Pointing and labeling records
★ ★ ★ ★
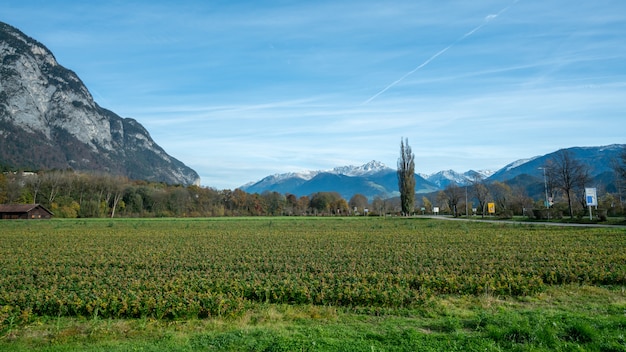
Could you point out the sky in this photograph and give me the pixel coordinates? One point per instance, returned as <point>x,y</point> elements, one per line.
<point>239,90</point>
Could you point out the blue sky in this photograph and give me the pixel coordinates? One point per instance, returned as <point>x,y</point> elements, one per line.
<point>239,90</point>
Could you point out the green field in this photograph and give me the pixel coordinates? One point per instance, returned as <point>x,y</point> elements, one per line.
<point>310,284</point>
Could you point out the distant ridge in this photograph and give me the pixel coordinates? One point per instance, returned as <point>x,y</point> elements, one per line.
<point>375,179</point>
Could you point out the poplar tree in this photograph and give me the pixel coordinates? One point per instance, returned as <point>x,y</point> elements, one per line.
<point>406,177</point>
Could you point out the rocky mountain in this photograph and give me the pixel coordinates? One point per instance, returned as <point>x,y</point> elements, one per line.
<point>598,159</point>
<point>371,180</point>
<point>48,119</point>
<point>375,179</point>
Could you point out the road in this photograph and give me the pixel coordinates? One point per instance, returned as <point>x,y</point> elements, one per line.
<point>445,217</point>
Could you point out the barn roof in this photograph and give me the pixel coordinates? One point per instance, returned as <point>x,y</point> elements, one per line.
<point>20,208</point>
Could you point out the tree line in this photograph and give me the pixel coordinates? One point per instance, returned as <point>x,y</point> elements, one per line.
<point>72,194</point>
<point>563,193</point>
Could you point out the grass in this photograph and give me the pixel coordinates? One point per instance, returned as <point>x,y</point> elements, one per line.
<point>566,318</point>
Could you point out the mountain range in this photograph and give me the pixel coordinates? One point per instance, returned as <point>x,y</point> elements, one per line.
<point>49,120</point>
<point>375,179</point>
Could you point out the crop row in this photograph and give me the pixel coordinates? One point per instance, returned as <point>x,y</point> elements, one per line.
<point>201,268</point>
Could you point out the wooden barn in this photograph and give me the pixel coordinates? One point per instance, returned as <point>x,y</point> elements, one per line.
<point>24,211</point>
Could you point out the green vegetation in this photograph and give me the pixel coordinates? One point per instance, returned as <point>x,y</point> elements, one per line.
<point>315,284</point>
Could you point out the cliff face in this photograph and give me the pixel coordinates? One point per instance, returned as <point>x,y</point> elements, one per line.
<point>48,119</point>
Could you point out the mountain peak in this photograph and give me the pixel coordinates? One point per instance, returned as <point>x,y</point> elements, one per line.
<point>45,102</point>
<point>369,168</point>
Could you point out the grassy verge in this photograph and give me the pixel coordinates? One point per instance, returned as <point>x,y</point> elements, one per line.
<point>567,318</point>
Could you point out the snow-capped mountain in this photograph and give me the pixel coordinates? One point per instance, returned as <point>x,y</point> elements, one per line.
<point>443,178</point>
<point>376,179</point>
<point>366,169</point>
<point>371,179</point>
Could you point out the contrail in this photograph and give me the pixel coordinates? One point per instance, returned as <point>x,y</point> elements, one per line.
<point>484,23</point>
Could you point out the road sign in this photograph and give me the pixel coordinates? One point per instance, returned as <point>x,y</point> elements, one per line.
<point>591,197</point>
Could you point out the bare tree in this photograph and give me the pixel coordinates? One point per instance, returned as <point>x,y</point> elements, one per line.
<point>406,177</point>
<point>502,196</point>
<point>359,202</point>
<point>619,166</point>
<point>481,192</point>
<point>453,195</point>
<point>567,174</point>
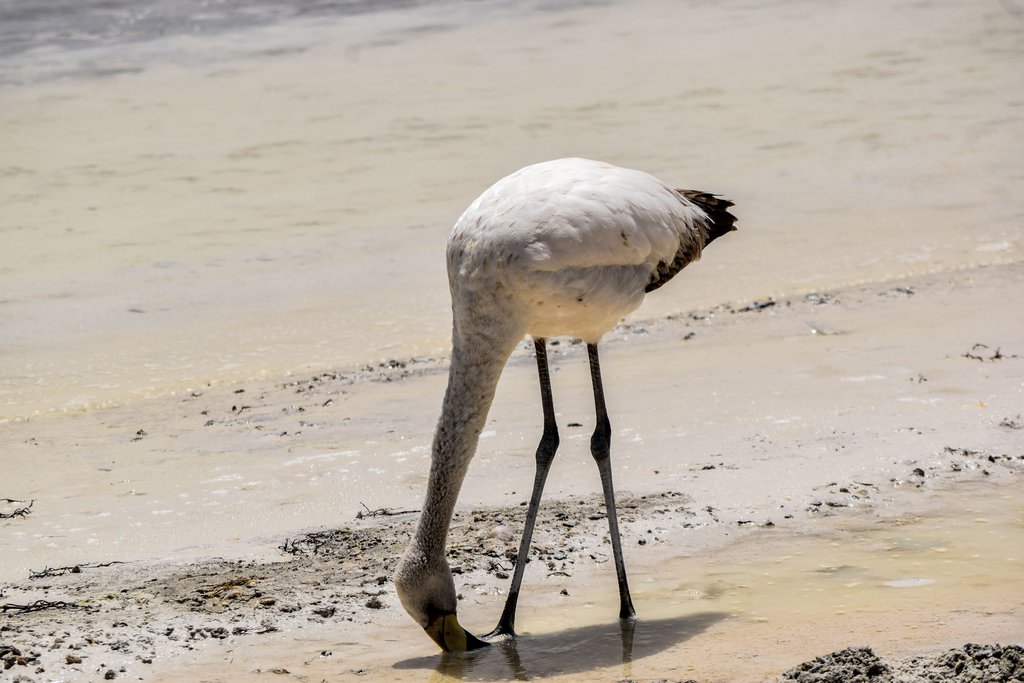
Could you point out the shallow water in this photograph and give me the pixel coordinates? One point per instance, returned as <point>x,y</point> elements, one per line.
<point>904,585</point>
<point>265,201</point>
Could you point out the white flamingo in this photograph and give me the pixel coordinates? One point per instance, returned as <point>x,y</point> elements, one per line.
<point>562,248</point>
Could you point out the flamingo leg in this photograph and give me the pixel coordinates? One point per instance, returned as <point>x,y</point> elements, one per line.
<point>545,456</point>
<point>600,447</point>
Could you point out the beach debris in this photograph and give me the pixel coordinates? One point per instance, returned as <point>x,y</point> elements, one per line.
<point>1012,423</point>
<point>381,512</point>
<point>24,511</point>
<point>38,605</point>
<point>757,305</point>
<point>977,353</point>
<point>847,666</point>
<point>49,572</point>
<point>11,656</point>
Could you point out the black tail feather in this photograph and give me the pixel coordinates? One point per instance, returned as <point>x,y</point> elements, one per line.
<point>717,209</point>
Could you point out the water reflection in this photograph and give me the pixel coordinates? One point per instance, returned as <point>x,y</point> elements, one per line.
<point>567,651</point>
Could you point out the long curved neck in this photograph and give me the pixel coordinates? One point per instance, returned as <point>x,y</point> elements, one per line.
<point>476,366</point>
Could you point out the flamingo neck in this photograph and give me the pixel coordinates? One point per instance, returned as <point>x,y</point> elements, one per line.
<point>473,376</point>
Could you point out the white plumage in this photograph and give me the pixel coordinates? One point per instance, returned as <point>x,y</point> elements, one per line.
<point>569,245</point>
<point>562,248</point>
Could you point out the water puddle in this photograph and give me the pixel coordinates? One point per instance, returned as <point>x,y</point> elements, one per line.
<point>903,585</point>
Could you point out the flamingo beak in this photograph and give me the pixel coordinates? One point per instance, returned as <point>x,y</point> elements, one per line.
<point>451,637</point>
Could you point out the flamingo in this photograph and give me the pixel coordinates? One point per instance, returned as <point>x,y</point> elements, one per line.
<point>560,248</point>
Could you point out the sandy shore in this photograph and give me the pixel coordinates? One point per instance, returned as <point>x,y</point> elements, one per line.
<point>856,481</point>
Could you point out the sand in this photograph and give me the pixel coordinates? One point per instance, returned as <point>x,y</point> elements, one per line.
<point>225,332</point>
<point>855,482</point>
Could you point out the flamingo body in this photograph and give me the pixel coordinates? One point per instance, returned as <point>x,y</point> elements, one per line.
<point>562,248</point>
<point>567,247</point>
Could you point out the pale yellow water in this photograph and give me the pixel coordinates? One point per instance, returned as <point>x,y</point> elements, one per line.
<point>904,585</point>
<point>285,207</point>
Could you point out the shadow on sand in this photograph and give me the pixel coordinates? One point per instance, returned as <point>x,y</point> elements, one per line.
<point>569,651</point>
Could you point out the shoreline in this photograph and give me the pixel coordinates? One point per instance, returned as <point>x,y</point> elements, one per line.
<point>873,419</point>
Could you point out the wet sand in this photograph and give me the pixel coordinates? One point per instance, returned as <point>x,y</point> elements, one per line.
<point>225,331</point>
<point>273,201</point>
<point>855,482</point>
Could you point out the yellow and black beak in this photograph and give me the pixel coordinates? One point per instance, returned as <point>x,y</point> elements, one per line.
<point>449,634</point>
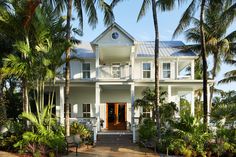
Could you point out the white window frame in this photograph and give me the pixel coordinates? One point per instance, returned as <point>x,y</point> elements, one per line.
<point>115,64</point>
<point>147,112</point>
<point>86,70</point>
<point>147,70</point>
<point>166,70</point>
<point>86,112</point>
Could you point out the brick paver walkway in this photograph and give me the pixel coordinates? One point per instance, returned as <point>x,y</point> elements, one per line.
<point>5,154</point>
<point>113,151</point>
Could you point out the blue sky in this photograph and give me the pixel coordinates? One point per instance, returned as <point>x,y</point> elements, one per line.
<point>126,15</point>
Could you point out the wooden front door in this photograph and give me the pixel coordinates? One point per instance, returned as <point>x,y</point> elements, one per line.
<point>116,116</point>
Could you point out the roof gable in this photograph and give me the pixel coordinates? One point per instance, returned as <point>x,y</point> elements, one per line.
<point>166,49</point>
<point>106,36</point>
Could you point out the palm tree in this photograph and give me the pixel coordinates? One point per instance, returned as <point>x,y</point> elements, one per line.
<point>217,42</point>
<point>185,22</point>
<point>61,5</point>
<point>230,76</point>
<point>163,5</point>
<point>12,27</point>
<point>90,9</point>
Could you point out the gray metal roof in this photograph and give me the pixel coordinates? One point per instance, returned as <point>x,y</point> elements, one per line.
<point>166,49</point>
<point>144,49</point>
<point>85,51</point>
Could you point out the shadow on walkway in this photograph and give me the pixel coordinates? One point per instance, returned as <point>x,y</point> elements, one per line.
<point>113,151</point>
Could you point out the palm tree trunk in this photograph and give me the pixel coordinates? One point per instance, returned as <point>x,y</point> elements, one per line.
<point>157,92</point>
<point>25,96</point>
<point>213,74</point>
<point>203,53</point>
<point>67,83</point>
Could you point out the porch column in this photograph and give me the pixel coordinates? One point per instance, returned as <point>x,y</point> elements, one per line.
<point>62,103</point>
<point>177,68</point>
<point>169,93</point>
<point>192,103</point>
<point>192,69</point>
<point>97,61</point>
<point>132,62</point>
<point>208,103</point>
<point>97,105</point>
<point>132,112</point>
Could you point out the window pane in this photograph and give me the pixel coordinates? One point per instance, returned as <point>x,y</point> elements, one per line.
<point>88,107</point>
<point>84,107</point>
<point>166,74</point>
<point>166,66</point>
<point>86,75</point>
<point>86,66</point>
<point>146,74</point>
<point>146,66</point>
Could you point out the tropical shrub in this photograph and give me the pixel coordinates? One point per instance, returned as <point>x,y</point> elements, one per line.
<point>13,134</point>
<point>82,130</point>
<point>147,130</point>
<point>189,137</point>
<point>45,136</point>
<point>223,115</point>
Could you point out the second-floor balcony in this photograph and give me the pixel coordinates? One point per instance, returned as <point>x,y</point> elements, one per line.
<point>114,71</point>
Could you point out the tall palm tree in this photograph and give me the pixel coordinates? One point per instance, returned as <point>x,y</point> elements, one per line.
★ ★ ★ ★
SHORT PROBLEM
Shift every pixel coordinate in the answers by 128, then reproduce the part of the records that opens with the line containing "Could you point out the pale" and closes with the line containing "<point>449,634</point>", requests included. Give only those lines.

RESPONSE
Could you point out the pale yellow water in this photograph and give me the pixel coordinates? One point per instance, returned as <point>x,y</point> elements, one per line.
<point>1032,713</point>
<point>413,335</point>
Could you point out the shadow on sand in this photograph and give me the pixel coordinates? One point per instance, returned as <point>x,y</point> elements, one per line.
<point>697,779</point>
Could you point out the shoreline in this photograph and give me the pixel coordinates? One point per instance, returned as <point>x,y</point> elements, one per line.
<point>1001,547</point>
Could you point out the wet sand in this photograph and give me the pixel coordinates? One point per instance, returned as <point>x,y</point> elements, one per line.
<point>353,459</point>
<point>401,329</point>
<point>983,610</point>
Could you point out the yellow and black beak in this photograph and give me the pixel coordinates? One point per instance, returned as <point>x,y</point> elements, one per line.
<point>577,762</point>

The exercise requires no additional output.